# start of Rows

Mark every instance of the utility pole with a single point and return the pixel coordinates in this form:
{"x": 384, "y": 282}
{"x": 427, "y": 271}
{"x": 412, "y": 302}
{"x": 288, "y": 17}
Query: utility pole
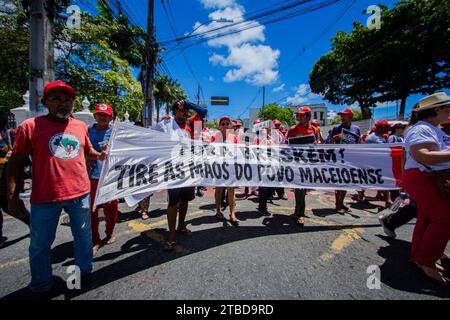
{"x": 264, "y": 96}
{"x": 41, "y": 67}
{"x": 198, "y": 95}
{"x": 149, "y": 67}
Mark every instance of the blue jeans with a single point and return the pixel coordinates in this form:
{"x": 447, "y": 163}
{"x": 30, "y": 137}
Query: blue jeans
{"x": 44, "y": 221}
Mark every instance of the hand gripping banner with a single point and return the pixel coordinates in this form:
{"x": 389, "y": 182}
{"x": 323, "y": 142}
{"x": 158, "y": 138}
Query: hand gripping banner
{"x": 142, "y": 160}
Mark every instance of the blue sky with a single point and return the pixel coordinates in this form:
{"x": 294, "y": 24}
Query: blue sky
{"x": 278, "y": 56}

# end of Rows
# start of Rows

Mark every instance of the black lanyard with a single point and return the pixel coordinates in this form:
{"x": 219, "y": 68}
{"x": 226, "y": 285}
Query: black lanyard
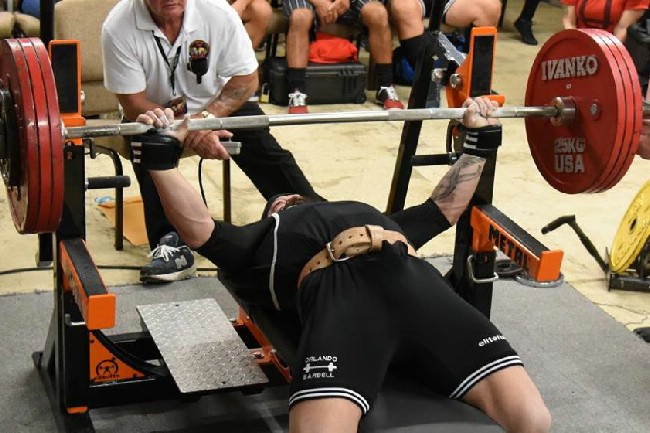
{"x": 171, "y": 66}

# end of Rows

## Instructions to follow:
Count the lines in the rows above that contain the string "every", with case counting. Reply with the number alone.

## Output for this task:
5